**Data under study**:
___
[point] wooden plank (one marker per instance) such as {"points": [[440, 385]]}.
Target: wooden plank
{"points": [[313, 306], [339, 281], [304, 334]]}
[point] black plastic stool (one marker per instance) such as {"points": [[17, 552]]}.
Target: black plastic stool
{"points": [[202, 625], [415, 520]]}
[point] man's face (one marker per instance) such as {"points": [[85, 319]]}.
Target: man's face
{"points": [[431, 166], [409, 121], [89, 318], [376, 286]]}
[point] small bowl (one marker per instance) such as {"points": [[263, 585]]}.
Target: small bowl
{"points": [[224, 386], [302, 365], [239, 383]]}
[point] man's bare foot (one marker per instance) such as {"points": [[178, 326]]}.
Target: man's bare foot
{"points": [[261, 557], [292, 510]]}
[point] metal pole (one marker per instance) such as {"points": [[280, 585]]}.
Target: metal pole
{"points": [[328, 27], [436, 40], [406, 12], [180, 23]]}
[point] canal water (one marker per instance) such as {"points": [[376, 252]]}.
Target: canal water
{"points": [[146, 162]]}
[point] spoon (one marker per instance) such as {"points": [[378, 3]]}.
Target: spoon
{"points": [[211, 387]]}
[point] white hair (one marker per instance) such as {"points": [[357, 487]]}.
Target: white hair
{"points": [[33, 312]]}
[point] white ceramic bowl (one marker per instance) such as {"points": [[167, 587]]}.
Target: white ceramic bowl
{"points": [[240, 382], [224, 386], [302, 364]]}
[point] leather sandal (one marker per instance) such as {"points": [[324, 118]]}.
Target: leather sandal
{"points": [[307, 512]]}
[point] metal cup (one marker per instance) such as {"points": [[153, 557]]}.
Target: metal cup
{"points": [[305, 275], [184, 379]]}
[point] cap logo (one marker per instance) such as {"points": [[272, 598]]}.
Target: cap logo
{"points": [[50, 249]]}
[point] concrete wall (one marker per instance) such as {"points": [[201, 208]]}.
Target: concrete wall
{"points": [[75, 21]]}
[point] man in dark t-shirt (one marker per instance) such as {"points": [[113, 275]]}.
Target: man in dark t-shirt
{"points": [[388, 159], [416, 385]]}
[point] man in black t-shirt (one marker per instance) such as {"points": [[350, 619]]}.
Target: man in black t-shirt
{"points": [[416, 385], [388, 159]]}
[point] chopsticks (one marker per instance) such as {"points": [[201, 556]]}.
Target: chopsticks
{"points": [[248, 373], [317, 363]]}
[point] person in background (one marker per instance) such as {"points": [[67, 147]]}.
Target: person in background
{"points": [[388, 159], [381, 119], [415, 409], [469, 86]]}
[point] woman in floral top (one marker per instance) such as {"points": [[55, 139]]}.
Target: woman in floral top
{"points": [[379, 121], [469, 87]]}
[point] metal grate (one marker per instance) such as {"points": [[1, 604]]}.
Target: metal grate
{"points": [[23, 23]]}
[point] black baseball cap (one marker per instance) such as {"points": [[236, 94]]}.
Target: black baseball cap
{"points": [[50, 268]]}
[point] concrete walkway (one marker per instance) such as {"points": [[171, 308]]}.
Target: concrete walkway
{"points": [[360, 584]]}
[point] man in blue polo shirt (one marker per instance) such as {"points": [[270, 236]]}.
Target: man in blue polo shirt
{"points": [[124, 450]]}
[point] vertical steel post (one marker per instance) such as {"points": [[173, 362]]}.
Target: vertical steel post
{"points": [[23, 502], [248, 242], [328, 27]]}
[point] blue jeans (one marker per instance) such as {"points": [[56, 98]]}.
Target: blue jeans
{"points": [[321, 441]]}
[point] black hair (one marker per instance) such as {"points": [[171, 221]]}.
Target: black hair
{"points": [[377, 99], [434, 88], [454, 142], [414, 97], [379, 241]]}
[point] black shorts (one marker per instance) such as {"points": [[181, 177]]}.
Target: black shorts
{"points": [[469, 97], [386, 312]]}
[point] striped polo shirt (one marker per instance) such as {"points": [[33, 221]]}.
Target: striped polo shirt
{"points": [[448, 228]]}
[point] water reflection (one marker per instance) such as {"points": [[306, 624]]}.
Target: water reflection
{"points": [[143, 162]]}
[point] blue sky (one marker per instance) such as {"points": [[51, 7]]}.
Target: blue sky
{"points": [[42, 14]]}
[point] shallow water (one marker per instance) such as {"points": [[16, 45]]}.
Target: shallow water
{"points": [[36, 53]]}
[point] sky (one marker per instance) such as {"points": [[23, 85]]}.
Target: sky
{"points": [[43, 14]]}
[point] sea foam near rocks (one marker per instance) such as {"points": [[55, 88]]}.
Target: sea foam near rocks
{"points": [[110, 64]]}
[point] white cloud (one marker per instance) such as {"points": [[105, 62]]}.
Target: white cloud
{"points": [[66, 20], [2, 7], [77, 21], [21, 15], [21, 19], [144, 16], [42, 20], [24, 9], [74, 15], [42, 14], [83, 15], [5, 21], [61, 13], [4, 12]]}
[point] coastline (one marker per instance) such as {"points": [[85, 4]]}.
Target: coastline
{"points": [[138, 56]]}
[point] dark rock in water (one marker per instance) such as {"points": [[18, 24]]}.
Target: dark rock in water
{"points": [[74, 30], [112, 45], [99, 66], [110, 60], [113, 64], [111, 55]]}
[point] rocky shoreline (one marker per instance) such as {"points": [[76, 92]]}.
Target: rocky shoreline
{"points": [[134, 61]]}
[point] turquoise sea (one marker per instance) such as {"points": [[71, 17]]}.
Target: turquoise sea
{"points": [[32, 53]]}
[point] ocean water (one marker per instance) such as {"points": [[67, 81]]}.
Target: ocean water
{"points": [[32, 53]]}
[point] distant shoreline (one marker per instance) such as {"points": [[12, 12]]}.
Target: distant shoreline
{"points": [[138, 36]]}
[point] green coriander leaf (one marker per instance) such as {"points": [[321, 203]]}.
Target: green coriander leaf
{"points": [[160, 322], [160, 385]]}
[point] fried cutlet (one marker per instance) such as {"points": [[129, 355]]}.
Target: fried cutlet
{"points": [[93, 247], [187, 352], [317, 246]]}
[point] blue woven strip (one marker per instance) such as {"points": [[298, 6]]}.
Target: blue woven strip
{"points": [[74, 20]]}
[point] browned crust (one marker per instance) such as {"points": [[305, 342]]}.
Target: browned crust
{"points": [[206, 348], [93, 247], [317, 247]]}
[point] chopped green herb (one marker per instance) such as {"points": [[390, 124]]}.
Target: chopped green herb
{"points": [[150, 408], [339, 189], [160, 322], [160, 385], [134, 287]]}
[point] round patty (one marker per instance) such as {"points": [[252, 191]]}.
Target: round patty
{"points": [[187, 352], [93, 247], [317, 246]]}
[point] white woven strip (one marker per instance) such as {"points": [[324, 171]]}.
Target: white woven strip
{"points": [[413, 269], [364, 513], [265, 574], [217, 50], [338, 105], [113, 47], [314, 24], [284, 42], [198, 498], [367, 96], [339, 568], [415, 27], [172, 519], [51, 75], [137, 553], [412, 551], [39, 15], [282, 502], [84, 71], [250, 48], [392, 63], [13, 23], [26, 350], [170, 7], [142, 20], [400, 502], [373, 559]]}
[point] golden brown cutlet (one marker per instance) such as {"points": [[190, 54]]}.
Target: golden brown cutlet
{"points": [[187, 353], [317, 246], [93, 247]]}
___
**Task statement**:
Reproduce the listing shown above in its entirety, exactly.

**Task response**:
[point] wooden plank (one marker per instance) such as {"points": [[440, 385]]}.
Target: wooden plank
{"points": [[313, 306], [339, 281], [304, 334]]}
[point] black plastic stool (one marker per instance) such as {"points": [[17, 552]]}.
Target: black plastic stool
{"points": [[202, 625], [415, 520]]}
[point] man's face (one marker per instance) such as {"points": [[85, 319]]}.
Target: man's face
{"points": [[431, 166], [409, 121], [89, 318], [376, 286]]}
[point] small bowl (one marker per instance) such as {"points": [[263, 585]]}.
Target: small bowl
{"points": [[224, 386], [302, 365], [239, 383]]}
[point] man's bare foot (one marker per instance) such as {"points": [[178, 326]]}.
Target: man's bare foot
{"points": [[261, 557], [292, 510]]}
[point] metal pole (one marker per instance) such as {"points": [[280, 585]]}.
Target: metal pole
{"points": [[328, 27], [436, 40], [406, 12], [180, 23]]}
[point] canal water (one marker per instance) such as {"points": [[376, 252]]}.
Target: canal water
{"points": [[146, 162]]}
[point] spoon (one marker per instance) such as {"points": [[378, 3]]}.
Target: spoon
{"points": [[211, 387]]}
[point] white hair (one marker per instance) such as {"points": [[357, 487]]}.
Target: white hair
{"points": [[33, 312]]}
[point] white ceramic bowl (one marker per instance) such as {"points": [[167, 587]]}.
Target: white ceramic bowl
{"points": [[240, 382], [224, 386], [302, 364]]}
[point] leather sandal (one marker per instance) such as {"points": [[324, 118]]}.
Target: leather sandal
{"points": [[307, 512]]}
[point] metal cup (one marker per instance) such as {"points": [[153, 557]]}.
Target: metal cup
{"points": [[305, 275], [184, 379]]}
[point] cap logo (one marker per instance) such as {"points": [[272, 598]]}.
Target: cap logo
{"points": [[50, 249]]}
[point] concrete wall (one marker per instance) such as {"points": [[201, 208]]}.
Target: concrete wall
{"points": [[75, 21]]}
[point] man in dark t-shirt (one marker per instance) such as {"points": [[113, 275]]}.
Target: man in dark t-shirt
{"points": [[388, 159], [416, 385]]}
[point] man in black t-shirt (one marker per instance) such as {"points": [[350, 619]]}.
Target: man in black t-shirt
{"points": [[416, 385], [388, 159]]}
[point] chopsticks (one marker per instance) such as {"points": [[201, 556]]}.
Target: chopsticks
{"points": [[248, 373], [317, 363]]}
[point] person in background (one marker per instance) such as {"points": [[67, 147]]}.
Target: person in background
{"points": [[388, 159], [381, 119], [415, 409], [469, 86]]}
[point] woman in floral top (one marker per instance) such as {"points": [[55, 139]]}.
Target: woman in floral top
{"points": [[379, 121], [469, 87]]}
[point] metal grate (one marker per instance) such as {"points": [[1, 604]]}.
Target: metal grate
{"points": [[23, 23]]}
[point] black baseball cap (one marker per instance) such as {"points": [[236, 94]]}.
Target: black baseball cap
{"points": [[50, 268]]}
[point] concrete walkway (one marker per instance) such as {"points": [[171, 308]]}.
Target: concrete walkway
{"points": [[360, 584]]}
[point] man in blue polo shirt (one marker per instance) such as {"points": [[270, 236]]}.
Target: man in blue polo shirt
{"points": [[124, 450]]}
[point] vertical steel post (one marker per instance) such as {"points": [[173, 362]]}.
Target: vertical steel post
{"points": [[23, 502], [248, 242], [328, 27]]}
[point] blue jeans (one marker per instance) such as {"points": [[56, 98]]}.
Target: blue jeans
{"points": [[321, 441]]}
[point] black hair (one marker per instance) such as {"points": [[171, 221]]}.
Target: black hair
{"points": [[377, 99], [434, 88], [454, 142], [414, 97], [379, 241]]}
[point] black shorts (one marker per instance) such as {"points": [[181, 177]]}.
Target: black shorts
{"points": [[469, 97], [386, 312]]}
[point] striped polo shirt (one marker per instance) such as {"points": [[33, 221]]}.
Target: striped polo shirt
{"points": [[448, 228]]}
[point] water reflection (one marker per instance) such as {"points": [[306, 624]]}.
Target: water reflection
{"points": [[143, 162]]}
[point] blue sky (one marker per instance) such as {"points": [[51, 7]]}.
Target: blue sky
{"points": [[42, 14]]}
[point] shallow water (one marker per instance) such as {"points": [[16, 45]]}.
Target: shallow water
{"points": [[36, 53]]}
[point] sky (one marker per instance) such as {"points": [[23, 85]]}.
Target: sky
{"points": [[43, 14]]}
[point] sea foam near rocks (one marker per instance) such as {"points": [[55, 88]]}.
Target: sea foam near rocks
{"points": [[110, 64]]}
[point] white cloud (one marker per instance) such as {"points": [[105, 62]]}.
Target: white cloud
{"points": [[66, 20], [2, 7], [77, 21], [21, 15], [21, 19], [144, 16], [42, 20], [24, 9], [74, 15], [42, 14], [83, 15], [5, 21], [61, 13], [4, 12]]}
[point] coastline (one marker per instance) such as {"points": [[85, 4]]}.
Target: coastline
{"points": [[138, 56]]}
[point] dark rock in water (one marker per instance) such as {"points": [[18, 24]]}.
Target: dark rock in water
{"points": [[74, 30], [112, 45], [99, 66], [110, 60], [113, 64], [111, 55]]}
[point] rocky shoreline (one marker per instance) such as {"points": [[76, 92]]}.
Target: rocky shoreline
{"points": [[134, 61]]}
[point] turquoise sea (one marker per instance) such as {"points": [[71, 17]]}.
Target: turquoise sea
{"points": [[32, 53]]}
[point] ocean water (one marker per instance) such as {"points": [[67, 81]]}.
Target: ocean water
{"points": [[32, 53]]}
[point] distant shoreline (one marker per instance) such as {"points": [[12, 12]]}.
Target: distant shoreline
{"points": [[138, 36]]}
[point] green coriander leaf (one marker per instance) such as {"points": [[321, 203]]}.
Target: green coriander leaf
{"points": [[160, 322], [160, 385]]}
[point] fried cutlet (one marker per instance) such as {"points": [[129, 355]]}.
Target: fried cutlet
{"points": [[93, 247], [187, 352], [317, 246]]}
[point] blue woven strip (one marker per instance) such as {"points": [[298, 6]]}.
Target: blue woven strip
{"points": [[74, 20]]}
[point] browned crust (one marker per instance) such as {"points": [[305, 342]]}.
Target: browned crust
{"points": [[206, 348], [93, 247], [317, 247]]}
[point] chopped green herb (one marker per instance) such as {"points": [[390, 124]]}.
Target: chopped green herb
{"points": [[150, 408], [339, 189], [160, 322], [160, 385], [134, 287]]}
[point] round patty (one marker per instance) such as {"points": [[252, 191]]}.
Target: round patty
{"points": [[187, 352], [93, 247], [317, 246]]}
[point] white woven strip (one marker per instance) such as {"points": [[324, 171]]}.
Target: white woven strip
{"points": [[413, 269], [364, 513], [265, 574], [217, 50], [338, 105], [113, 47], [314, 24], [284, 42], [198, 498], [367, 96], [339, 568], [415, 27], [172, 519], [51, 75], [137, 553], [412, 551], [39, 15], [282, 502], [84, 71], [250, 48], [392, 63], [13, 23], [26, 350], [170, 7], [142, 20], [400, 502], [373, 559]]}
[point] golden brown cutlet (one marker per instance) such as {"points": [[190, 54]]}.
Target: golden brown cutlet
{"points": [[187, 353], [317, 246], [93, 247]]}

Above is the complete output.